> **Выбранный отрывок**
#####

Он выведывал у привратников и слуг, что происходит в том или ином доме, проникал в тайны супружеской жизни, ловил с поличным неверных жен, выпытывал нарождающиеся девичьи секреты, а затем, едва изменив имена и обстоятельства, разглашал все, что знал, в своих произведениях. Отсюда тяжбы и раздоры. Как-то раз некий Э., чью жену Ретиф вывел в «Современницах», чуть не убил его. Обычно Ретиф записывал свои ночные наблюдения по утрам. До обеда он успевал написать целый рассказ, а то и больше. В последние годы жизни ему не на что было купить дров, поэтому зимой он работал в постели, а чтобы уберечься от сквозняков, натягивал поверх колпака штаны. Были у него и другие странности, менявшиеся от произведения к произведению и совсем не походившие на изысканные причуды Гайдна и господина де Бюффона. Он то обрекал себя на молчание, как во времена встречи с Кюбьером, то отпускал бороду и говорил насмешникам:
— Я расстанусь с ней только после того, как допишу роман.

#####

> **Письменное задание 1**
Ответьте по отрывку о Ретифе:
(а) Что сделал некий Э., чью жену Ретиф вывел в «Современницах»?
(б) Когда Ретиф обычно записывал свои ночные наблюдения?
(в) Что Ретиф натягивал поверх колпака, работая зимой в постели?
> **Письменное задание 2**
Продолжите отрывок о Ретифе, начав сразу после его последней фразы.

#####

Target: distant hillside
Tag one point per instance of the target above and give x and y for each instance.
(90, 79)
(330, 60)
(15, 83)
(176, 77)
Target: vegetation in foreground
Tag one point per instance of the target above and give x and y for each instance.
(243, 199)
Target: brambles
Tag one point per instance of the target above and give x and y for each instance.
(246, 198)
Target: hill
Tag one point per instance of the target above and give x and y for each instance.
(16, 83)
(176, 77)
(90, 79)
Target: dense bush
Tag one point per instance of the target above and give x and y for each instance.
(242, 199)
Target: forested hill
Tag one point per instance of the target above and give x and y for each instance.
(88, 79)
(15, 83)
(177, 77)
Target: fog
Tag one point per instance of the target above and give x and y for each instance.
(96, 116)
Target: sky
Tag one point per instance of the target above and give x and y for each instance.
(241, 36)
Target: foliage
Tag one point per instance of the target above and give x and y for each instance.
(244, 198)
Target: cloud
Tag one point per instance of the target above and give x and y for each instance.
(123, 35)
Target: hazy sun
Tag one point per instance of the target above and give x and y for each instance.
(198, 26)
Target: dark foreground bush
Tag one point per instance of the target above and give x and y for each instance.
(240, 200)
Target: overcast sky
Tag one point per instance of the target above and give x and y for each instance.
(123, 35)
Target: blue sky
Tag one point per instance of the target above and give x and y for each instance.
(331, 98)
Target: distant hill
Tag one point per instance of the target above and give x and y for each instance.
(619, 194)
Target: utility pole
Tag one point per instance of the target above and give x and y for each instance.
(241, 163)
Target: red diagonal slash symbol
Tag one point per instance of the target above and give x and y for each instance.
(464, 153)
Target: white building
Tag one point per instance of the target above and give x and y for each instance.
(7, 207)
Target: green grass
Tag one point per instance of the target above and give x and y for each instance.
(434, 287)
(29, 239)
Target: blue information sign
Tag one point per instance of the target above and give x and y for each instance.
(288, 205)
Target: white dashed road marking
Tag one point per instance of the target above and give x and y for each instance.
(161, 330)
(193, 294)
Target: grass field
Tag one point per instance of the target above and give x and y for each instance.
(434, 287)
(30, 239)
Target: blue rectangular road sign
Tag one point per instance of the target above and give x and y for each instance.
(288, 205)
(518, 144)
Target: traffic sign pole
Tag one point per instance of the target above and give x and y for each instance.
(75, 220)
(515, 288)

#####

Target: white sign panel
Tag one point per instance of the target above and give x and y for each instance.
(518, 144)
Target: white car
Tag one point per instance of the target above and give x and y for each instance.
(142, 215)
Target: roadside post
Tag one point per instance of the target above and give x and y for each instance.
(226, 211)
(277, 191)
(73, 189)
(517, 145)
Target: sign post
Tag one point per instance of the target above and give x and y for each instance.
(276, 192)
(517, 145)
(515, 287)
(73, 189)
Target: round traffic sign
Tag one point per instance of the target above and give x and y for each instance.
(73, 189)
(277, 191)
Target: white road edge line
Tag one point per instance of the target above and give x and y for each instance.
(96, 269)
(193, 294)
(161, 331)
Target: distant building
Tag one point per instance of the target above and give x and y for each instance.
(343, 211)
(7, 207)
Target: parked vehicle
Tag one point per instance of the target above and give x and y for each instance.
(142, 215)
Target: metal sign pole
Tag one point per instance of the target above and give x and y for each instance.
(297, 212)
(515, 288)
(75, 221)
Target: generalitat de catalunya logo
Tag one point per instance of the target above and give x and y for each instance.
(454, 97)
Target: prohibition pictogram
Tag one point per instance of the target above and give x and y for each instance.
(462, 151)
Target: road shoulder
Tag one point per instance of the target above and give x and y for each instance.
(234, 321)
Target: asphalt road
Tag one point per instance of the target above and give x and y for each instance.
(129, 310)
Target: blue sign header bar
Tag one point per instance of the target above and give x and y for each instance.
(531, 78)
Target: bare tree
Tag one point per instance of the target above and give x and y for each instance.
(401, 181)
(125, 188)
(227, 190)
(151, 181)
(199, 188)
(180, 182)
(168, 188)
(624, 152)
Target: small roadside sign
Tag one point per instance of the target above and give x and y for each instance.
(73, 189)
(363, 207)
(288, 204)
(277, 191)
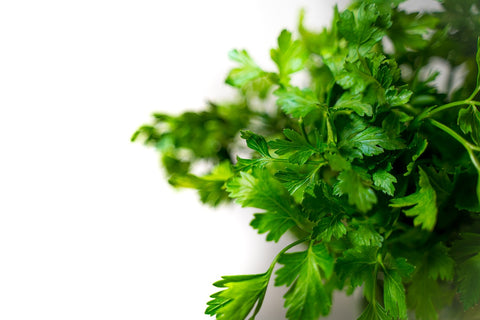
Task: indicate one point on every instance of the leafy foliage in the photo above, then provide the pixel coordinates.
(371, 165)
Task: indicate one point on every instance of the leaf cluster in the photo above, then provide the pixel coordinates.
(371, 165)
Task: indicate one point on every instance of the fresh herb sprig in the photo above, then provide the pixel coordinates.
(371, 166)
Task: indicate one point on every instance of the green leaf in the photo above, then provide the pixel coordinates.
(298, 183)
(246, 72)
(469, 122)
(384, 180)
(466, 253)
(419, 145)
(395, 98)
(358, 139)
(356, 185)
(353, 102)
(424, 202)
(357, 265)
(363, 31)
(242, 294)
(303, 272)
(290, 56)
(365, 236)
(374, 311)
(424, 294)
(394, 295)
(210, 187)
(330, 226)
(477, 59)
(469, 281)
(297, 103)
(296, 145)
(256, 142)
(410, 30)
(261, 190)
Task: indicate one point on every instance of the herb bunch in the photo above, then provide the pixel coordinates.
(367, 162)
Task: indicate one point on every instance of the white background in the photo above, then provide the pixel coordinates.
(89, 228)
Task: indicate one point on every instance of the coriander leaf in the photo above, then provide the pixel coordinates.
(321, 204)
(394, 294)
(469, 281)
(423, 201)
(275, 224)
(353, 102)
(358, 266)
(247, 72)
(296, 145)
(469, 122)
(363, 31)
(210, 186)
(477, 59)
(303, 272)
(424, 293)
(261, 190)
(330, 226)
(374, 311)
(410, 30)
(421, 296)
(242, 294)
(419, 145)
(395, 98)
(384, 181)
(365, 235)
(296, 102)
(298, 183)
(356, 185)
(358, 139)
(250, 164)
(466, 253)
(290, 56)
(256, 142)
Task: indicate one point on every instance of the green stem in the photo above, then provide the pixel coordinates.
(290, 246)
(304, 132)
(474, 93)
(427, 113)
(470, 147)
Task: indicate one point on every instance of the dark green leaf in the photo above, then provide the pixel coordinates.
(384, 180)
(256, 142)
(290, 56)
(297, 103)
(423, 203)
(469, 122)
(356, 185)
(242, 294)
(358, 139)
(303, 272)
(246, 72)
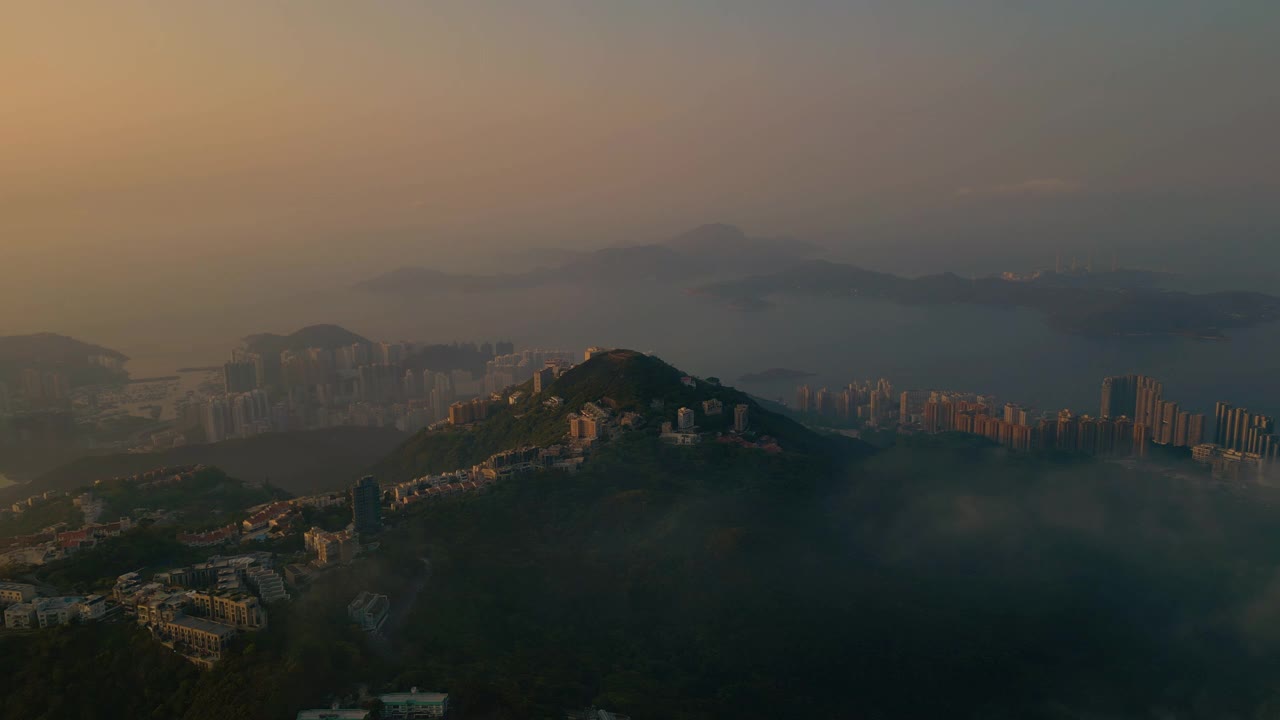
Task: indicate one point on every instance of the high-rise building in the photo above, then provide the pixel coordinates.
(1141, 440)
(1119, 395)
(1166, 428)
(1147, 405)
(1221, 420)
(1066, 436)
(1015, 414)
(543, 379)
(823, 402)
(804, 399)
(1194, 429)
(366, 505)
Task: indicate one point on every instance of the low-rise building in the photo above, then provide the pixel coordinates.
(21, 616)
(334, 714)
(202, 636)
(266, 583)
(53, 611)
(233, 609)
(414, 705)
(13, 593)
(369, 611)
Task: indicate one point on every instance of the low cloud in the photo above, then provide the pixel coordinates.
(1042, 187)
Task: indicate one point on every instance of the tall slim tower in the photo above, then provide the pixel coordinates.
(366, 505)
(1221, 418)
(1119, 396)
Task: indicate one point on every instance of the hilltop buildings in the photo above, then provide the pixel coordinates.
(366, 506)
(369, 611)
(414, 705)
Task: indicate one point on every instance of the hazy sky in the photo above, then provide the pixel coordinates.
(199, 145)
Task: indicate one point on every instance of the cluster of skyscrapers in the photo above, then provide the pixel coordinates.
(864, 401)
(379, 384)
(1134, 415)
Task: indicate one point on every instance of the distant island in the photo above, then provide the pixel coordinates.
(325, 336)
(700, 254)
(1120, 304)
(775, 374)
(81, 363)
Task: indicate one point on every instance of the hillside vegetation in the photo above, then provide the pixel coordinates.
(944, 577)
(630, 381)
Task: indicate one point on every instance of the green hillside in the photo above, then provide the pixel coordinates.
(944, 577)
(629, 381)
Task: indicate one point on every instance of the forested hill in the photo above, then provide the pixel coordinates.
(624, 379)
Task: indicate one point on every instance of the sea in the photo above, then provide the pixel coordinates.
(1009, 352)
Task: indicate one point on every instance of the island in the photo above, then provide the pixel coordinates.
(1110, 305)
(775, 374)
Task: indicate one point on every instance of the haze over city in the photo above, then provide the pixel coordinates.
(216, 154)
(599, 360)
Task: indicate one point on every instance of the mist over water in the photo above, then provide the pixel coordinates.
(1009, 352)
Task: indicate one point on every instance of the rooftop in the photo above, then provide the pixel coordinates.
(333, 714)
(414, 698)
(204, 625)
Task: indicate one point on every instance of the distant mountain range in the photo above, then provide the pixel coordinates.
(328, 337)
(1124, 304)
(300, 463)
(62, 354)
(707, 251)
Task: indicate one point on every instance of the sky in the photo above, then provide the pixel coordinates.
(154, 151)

#####

> **Правильный ответ 1**
(а) Он чуть не убил Ретифа.
(б) По утрам.
(в) Штаны.

> **Правильный ответ 2**
— А если в нем будет несколько томов?
— Их будет пятнадцать.
— Значит, вы сбреете бороду только через пятнадцать лет?
— Не беспокойтесь, юноша, я пишу полтома в день.
Какое громадное состояние нажил бы он в наши дни, ведь он писал быстрее самых неутомимых журнальных писак, кропающих один за другим бесконечные романы с продолжением и отважно спускающихся на самое дно общества. Даже почерк Ретифа — неровный, прыгающий, неразборчивый — говорит о беспорядочности его воображения: мысли теснятся, торопят перо и мешают ему аккуратно выводить букву за буквой. Недаром он терпеть не мог удвоенные согласные и длинные слоги и неизменно сокращал их. Чаще всего ему, как известно, приходилось самому набирать собственные рукописи. В конце концов он приобрел маленькую типографию, где печатал свои произведения с помощью одного-единственного подмастерья.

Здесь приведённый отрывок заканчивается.